**Passage provided**.
################

Family pick: Phillies choose Amaro as GM
Selected to follow Gillick, he says it's "surreal."
"It's pretty amazing," Amaro said at Citizens Bank Park.
From being a 15-year-old batboy with the 1980 world champions to being put in charge of the 2008 world champions three days after riding in the latest parade - "It's a little surreal," Amaro said.
A star athlete at William Penn Charter School and a Stanford University graduate with a degree in human biology, Amaro uses his own athletic career for comic material.
"My dad wanted me to be a soccer player or a doctor. I was probably a much better soccer player at the time," he said, remembering when that changed, while his father was a first-base coach with the Phillies and he did his three-year stint as a batboy.
"I got to be around some unbelievable players - Mike Schmidt, Larry Bowa, Bob Boone, Steve Carlton and Tug McGraw," Amaro said. "That was the point where I just kind of decided . . . baseball would be a pretty darned cool sport to continue with. I really started putting my eggs in that baseball basket."

################

**Dataset content**.
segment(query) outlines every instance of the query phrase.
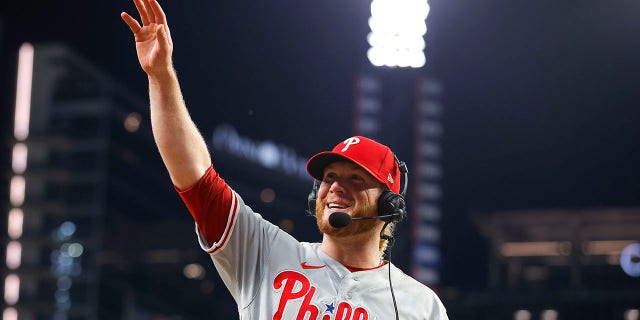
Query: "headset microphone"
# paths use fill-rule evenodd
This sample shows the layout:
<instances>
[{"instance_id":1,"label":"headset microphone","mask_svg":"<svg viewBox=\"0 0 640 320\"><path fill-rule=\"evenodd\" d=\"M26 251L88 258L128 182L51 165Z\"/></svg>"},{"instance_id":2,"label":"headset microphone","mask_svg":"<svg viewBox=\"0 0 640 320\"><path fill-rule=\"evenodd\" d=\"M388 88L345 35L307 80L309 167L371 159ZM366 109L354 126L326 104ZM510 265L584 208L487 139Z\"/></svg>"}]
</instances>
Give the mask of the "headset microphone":
<instances>
[{"instance_id":1,"label":"headset microphone","mask_svg":"<svg viewBox=\"0 0 640 320\"><path fill-rule=\"evenodd\" d=\"M374 217L355 217L352 218L350 215L348 215L345 212L334 212L329 216L329 224L334 227L334 228L344 228L346 226L348 226L349 224L351 224L351 221L353 220L372 220L372 219L382 219L384 220L385 218L393 218L395 216L397 216L398 214L394 213L394 214L386 214L386 215L381 215L381 216L374 216Z\"/></svg>"}]
</instances>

################

**Questions to answer**.
A - According to the Phillies article, what degree did Amaro earn at Stanford University?
B - Please duplicate the passage of the Phillies article that begins at the words "A star athlete" and stops after "as a batboy.".

**Outputs for the tasks**.
A - A degree in human biology.

B -
A star athlete at William Penn Charter School and a Stanford University graduate with a degree in human biology, Amaro uses his own athletic career for comic material.
"My dad wanted me to be a soccer player or a doctor. I was probably a much better soccer player at the time," he said, remembering when that changed, while his father was a first-base coach with the Phillies and he did his three-year stint as a batboy.